Saved data entries
········
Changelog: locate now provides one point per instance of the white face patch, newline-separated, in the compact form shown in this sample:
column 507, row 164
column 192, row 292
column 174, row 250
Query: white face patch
········
Task: Could you reproduce the data above word for word, keeping every line unchanged and in the same order?

Solution below:
Changelog: locate now provides one point per instance of the white face patch, newline-separated, in the compact form shown in this sample:
column 507, row 164
column 192, row 292
column 174, row 250
Query: white face patch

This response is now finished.